----- DATA SUPPLIED

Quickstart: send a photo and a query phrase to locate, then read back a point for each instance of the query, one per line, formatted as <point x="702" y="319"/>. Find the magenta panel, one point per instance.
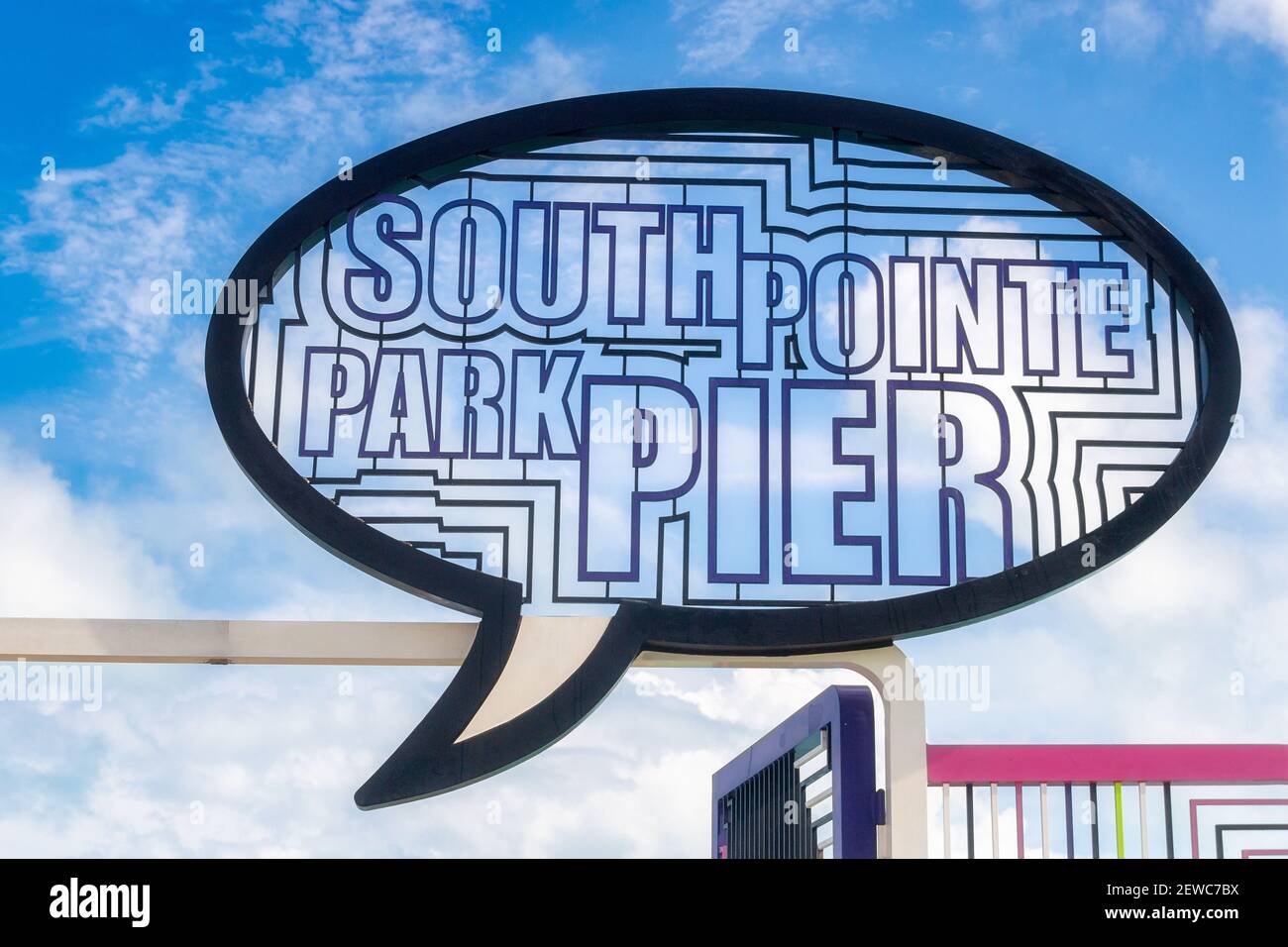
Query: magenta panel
<point x="1197" y="763"/>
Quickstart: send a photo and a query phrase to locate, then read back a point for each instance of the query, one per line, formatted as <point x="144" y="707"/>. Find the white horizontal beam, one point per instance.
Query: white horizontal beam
<point x="236" y="642"/>
<point x="89" y="641"/>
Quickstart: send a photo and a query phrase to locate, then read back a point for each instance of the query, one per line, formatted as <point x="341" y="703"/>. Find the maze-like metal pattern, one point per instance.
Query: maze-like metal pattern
<point x="1082" y="446"/>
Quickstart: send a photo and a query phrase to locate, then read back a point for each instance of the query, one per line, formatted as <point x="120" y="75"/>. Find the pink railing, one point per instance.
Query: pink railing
<point x="1082" y="776"/>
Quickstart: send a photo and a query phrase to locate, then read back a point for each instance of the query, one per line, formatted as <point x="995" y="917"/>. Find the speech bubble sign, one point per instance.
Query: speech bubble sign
<point x="711" y="371"/>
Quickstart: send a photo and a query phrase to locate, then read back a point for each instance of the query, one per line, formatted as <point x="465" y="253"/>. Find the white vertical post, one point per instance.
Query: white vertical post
<point x="1046" y="825"/>
<point x="948" y="823"/>
<point x="992" y="802"/>
<point x="1144" y="823"/>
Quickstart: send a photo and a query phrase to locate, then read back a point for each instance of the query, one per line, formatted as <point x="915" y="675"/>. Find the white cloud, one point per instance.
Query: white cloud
<point x="721" y="35"/>
<point x="62" y="557"/>
<point x="375" y="76"/>
<point x="1261" y="21"/>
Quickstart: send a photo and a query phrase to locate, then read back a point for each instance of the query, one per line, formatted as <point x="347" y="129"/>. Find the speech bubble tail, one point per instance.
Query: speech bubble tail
<point x="524" y="684"/>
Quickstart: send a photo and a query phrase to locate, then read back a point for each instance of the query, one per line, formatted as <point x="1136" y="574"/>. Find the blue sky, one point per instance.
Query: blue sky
<point x="168" y="158"/>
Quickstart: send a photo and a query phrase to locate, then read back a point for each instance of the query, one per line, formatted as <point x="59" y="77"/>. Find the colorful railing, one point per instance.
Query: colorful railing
<point x="1202" y="781"/>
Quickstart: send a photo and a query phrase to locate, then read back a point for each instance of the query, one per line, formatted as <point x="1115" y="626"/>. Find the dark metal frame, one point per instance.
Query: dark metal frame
<point x="429" y="761"/>
<point x="763" y="779"/>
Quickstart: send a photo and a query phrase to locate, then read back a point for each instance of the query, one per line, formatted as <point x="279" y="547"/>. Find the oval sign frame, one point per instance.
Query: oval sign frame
<point x="432" y="761"/>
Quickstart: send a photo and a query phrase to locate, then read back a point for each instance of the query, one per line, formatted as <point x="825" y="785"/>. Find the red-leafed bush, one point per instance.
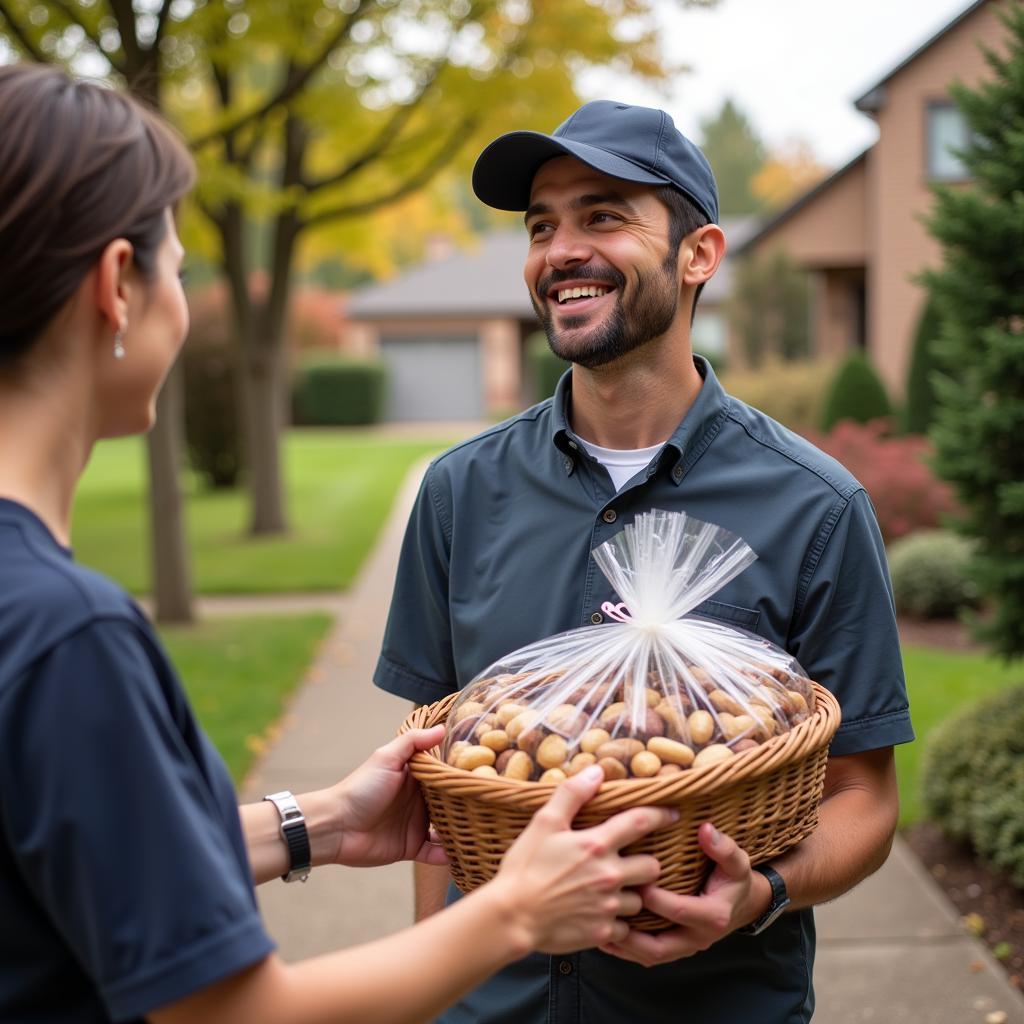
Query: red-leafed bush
<point x="905" y="493"/>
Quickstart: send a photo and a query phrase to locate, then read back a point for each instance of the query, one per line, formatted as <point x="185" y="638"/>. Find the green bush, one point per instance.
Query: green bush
<point x="545" y="367"/>
<point x="790" y="392"/>
<point x="930" y="573"/>
<point x="855" y="393"/>
<point x="973" y="779"/>
<point x="339" y="392"/>
<point x="920" y="407"/>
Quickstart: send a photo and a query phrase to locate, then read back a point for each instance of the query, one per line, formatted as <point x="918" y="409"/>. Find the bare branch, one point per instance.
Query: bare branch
<point x="444" y="154"/>
<point x="295" y="81"/>
<point x="162" y="15"/>
<point x="22" y="37"/>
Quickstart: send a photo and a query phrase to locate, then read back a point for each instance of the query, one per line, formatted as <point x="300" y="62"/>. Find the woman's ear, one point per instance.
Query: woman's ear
<point x="113" y="283"/>
<point x="701" y="254"/>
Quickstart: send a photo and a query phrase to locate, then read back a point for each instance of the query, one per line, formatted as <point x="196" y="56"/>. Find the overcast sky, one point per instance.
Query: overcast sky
<point x="795" y="67"/>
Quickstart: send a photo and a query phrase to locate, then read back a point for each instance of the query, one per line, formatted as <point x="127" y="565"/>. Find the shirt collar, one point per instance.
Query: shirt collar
<point x="696" y="430"/>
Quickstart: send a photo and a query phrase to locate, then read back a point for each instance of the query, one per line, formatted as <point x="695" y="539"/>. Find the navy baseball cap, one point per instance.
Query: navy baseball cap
<point x="637" y="143"/>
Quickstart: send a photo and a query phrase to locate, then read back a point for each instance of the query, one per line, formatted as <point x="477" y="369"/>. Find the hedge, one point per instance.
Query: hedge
<point x="339" y="392"/>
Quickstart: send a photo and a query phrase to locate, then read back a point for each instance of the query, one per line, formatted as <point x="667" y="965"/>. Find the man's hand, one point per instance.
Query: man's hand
<point x="381" y="816"/>
<point x="733" y="896"/>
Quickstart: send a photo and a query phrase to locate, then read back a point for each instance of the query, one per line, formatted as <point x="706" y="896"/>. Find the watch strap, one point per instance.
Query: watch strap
<point x="295" y="835"/>
<point x="779" y="901"/>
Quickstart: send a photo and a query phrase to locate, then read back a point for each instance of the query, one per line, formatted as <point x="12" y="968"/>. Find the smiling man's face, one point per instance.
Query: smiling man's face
<point x="599" y="270"/>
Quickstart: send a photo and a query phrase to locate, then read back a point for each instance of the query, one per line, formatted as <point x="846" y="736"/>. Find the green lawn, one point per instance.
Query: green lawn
<point x="939" y="683"/>
<point x="340" y="484"/>
<point x="238" y="673"/>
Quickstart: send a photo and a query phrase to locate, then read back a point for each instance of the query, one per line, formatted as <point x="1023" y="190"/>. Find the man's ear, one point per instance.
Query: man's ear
<point x="701" y="253"/>
<point x="114" y="283"/>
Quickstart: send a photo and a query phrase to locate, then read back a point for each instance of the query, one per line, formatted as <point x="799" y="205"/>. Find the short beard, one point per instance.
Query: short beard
<point x="648" y="315"/>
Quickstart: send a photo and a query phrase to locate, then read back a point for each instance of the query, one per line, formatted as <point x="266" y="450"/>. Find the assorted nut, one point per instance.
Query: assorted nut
<point x="498" y="733"/>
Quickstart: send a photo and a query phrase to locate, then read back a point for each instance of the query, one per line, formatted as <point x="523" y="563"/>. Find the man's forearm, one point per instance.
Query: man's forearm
<point x="431" y="886"/>
<point x="856" y="824"/>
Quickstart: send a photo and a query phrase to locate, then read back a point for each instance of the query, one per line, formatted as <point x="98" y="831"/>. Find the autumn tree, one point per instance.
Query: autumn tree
<point x="736" y="155"/>
<point x="308" y="114"/>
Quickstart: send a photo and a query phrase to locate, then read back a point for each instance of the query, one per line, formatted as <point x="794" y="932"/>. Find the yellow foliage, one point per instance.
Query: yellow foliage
<point x="786" y="174"/>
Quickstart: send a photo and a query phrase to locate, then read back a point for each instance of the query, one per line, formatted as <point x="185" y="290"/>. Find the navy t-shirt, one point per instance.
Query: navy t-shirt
<point x="124" y="879"/>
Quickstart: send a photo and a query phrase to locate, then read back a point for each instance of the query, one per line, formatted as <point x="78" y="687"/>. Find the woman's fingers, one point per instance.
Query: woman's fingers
<point x="630" y="825"/>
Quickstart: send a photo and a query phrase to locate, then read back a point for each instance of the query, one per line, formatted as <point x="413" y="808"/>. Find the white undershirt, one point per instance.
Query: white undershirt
<point x="622" y="465"/>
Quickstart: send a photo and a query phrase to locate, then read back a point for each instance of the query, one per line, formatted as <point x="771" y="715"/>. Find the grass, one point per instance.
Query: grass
<point x="340" y="486"/>
<point x="940" y="682"/>
<point x="238" y="673"/>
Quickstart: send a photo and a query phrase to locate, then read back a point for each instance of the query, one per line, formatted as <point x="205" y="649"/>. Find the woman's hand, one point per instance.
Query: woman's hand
<point x="380" y="812"/>
<point x="567" y="888"/>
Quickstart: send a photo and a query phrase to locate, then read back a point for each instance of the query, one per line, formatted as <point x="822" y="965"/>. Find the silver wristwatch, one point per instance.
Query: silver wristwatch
<point x="293" y="830"/>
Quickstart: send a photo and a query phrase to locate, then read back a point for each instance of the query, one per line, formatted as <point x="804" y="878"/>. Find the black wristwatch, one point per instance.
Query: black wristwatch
<point x="779" y="901"/>
<point x="293" y="832"/>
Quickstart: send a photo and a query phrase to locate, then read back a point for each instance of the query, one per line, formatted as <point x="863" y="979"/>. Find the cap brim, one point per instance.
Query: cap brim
<point x="503" y="175"/>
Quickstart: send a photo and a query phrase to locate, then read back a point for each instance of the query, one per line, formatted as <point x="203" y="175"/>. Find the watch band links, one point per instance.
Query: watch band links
<point x="295" y="835"/>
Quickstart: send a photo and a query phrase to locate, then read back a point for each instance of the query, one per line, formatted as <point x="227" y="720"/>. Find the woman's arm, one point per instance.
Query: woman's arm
<point x="558" y="890"/>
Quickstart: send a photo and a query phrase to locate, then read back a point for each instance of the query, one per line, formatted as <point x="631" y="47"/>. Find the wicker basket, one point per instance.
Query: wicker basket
<point x="766" y="799"/>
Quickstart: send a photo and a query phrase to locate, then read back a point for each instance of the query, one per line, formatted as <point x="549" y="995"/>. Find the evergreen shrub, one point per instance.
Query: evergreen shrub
<point x="337" y="392"/>
<point x="930" y="573"/>
<point x="545" y="367"/>
<point x="920" y="408"/>
<point x="790" y="392"/>
<point x="973" y="779"/>
<point x="855" y="393"/>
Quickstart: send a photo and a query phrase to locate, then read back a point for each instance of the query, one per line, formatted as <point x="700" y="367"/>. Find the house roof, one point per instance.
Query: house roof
<point x="808" y="197"/>
<point x="871" y="100"/>
<point x="486" y="281"/>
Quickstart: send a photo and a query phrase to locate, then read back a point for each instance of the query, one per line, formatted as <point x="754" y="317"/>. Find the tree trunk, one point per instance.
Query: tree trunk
<point x="171" y="583"/>
<point x="261" y="363"/>
<point x="169" y="554"/>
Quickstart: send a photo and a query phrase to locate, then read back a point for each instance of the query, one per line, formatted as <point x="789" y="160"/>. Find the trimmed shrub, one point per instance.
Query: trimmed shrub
<point x="855" y="393"/>
<point x="896" y="474"/>
<point x="919" y="411"/>
<point x="930" y="574"/>
<point x="790" y="392"/>
<point x="339" y="392"/>
<point x="973" y="779"/>
<point x="545" y="367"/>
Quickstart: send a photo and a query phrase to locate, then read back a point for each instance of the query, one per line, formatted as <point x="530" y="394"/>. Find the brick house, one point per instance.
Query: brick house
<point x="859" y="231"/>
<point x="454" y="331"/>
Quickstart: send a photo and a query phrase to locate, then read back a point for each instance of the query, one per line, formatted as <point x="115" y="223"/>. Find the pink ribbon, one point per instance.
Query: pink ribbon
<point x="617" y="611"/>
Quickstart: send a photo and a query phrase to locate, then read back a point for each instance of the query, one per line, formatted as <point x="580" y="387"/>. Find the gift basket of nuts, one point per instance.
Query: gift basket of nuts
<point x="678" y="710"/>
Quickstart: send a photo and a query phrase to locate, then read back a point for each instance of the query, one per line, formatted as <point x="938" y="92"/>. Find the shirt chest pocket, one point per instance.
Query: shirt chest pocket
<point x="729" y="614"/>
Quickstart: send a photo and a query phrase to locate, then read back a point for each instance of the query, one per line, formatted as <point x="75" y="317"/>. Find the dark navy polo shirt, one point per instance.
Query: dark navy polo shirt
<point x="124" y="878"/>
<point x="498" y="554"/>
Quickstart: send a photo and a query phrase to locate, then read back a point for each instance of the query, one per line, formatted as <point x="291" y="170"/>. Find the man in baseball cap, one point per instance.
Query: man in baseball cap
<point x="621" y="213"/>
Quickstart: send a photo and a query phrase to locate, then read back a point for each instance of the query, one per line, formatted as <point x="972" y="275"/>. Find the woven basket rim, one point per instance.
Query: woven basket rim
<point x="806" y="738"/>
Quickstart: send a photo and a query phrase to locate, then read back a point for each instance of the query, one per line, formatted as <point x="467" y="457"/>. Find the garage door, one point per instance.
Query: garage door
<point x="433" y="377"/>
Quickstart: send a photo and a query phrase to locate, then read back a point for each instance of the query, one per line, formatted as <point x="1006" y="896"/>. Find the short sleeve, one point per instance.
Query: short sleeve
<point x="416" y="658"/>
<point x="116" y="828"/>
<point x="845" y="633"/>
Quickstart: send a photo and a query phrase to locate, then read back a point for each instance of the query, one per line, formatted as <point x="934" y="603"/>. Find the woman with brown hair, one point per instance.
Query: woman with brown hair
<point x="126" y="867"/>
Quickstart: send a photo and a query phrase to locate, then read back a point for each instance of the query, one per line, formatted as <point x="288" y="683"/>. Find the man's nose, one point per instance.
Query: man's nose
<point x="567" y="248"/>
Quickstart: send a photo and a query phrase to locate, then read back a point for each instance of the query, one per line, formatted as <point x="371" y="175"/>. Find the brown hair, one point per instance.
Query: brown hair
<point x="80" y="166"/>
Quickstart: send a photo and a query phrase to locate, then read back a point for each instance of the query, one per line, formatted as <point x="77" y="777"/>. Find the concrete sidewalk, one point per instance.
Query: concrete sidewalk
<point x="892" y="950"/>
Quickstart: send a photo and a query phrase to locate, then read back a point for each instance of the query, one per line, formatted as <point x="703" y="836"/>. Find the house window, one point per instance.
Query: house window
<point x="947" y="132"/>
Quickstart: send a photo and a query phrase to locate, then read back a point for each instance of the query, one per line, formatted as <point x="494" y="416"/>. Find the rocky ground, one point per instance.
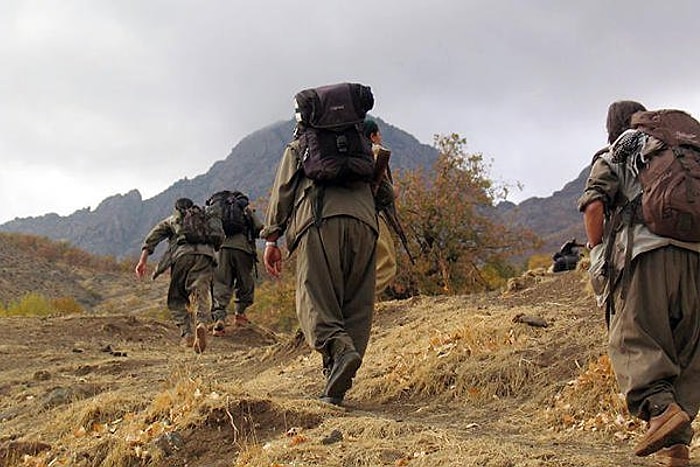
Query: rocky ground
<point x="517" y="378"/>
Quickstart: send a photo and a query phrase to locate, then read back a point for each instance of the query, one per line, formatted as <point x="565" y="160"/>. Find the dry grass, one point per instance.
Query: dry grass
<point x="447" y="381"/>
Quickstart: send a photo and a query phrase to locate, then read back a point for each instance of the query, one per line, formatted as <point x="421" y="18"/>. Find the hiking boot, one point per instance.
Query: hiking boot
<point x="241" y="320"/>
<point x="341" y="375"/>
<point x="187" y="340"/>
<point x="661" y="428"/>
<point x="332" y="400"/>
<point x="677" y="455"/>
<point x="200" y="338"/>
<point x="219" y="328"/>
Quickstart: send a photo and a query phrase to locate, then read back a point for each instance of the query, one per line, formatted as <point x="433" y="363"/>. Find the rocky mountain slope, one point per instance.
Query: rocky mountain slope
<point x="118" y="225"/>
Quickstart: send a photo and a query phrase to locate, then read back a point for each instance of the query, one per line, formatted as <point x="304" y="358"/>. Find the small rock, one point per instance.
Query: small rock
<point x="169" y="442"/>
<point x="42" y="375"/>
<point x="334" y="437"/>
<point x="535" y="321"/>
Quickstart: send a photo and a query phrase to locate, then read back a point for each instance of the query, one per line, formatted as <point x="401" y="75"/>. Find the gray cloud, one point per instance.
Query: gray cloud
<point x="101" y="97"/>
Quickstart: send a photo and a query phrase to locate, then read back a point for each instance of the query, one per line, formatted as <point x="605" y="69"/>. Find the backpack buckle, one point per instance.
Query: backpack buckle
<point x="341" y="142"/>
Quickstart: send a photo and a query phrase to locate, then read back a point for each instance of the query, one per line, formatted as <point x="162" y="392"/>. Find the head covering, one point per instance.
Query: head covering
<point x="370" y="127"/>
<point x="183" y="203"/>
<point x="619" y="116"/>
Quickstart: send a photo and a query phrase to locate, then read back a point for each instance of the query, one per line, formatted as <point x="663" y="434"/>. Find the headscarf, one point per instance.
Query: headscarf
<point x="619" y="116"/>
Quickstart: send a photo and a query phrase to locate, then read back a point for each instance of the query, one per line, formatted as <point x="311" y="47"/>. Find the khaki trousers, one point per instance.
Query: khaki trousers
<point x="335" y="284"/>
<point x="386" y="256"/>
<point x="190" y="287"/>
<point x="654" y="338"/>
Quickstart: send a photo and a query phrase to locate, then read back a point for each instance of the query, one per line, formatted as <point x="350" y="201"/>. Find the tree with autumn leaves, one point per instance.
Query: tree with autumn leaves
<point x="448" y="215"/>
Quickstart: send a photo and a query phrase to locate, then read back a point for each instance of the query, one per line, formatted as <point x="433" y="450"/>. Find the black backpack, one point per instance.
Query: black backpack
<point x="334" y="147"/>
<point x="232" y="206"/>
<point x="198" y="225"/>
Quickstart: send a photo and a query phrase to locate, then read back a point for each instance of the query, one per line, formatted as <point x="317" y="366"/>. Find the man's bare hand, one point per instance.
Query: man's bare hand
<point x="273" y="260"/>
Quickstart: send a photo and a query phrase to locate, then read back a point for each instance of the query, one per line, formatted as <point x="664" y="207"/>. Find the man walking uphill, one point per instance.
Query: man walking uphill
<point x="322" y="202"/>
<point x="649" y="282"/>
<point x="193" y="234"/>
<point x="237" y="258"/>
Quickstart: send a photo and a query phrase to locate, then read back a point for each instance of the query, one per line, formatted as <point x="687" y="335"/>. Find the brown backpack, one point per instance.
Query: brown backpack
<point x="671" y="180"/>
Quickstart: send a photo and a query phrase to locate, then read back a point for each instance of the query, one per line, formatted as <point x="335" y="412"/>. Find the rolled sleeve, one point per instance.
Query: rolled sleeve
<point x="158" y="233"/>
<point x="602" y="184"/>
<point x="283" y="194"/>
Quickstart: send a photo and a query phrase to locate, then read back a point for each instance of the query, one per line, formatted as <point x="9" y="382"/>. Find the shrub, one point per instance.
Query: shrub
<point x="35" y="304"/>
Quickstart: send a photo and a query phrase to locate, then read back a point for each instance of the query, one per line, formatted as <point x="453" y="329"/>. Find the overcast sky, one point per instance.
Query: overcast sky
<point x="99" y="97"/>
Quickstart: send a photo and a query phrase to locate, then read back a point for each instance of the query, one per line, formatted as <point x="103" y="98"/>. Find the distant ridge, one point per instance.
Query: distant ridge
<point x="119" y="223"/>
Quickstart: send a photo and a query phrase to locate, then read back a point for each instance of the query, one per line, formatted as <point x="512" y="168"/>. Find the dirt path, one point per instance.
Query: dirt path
<point x="119" y="390"/>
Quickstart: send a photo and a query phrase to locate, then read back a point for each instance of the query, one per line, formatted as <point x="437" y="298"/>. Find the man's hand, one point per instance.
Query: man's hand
<point x="141" y="266"/>
<point x="273" y="260"/>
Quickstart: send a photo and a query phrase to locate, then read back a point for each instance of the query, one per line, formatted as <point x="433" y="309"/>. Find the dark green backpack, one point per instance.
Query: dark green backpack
<point x="199" y="225"/>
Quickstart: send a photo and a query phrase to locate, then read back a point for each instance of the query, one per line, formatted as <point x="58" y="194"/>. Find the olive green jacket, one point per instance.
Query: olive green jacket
<point x="166" y="229"/>
<point x="245" y="241"/>
<point x="292" y="201"/>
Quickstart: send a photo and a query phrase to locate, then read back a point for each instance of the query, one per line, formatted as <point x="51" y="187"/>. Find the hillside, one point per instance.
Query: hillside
<point x="555" y="218"/>
<point x="56" y="270"/>
<point x="119" y="223"/>
<point x="447" y="381"/>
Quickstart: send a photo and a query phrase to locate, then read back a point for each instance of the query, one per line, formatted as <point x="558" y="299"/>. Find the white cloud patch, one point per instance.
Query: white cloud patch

----------

TASK ITEM >>
From the entries above, restate word for word the lines from the line containing "Query: white undershirt" to the line containing "the grass, one point per instance.", both ends included, and nothing more.

TASK RESULT >>
Query: white undershirt
<point x="622" y="465"/>
Quickstart: send a photo and a query phrase to locate, then read back a point for each instance of the query, one per line, formatted as <point x="771" y="715"/>. Find the grass, one point per instance.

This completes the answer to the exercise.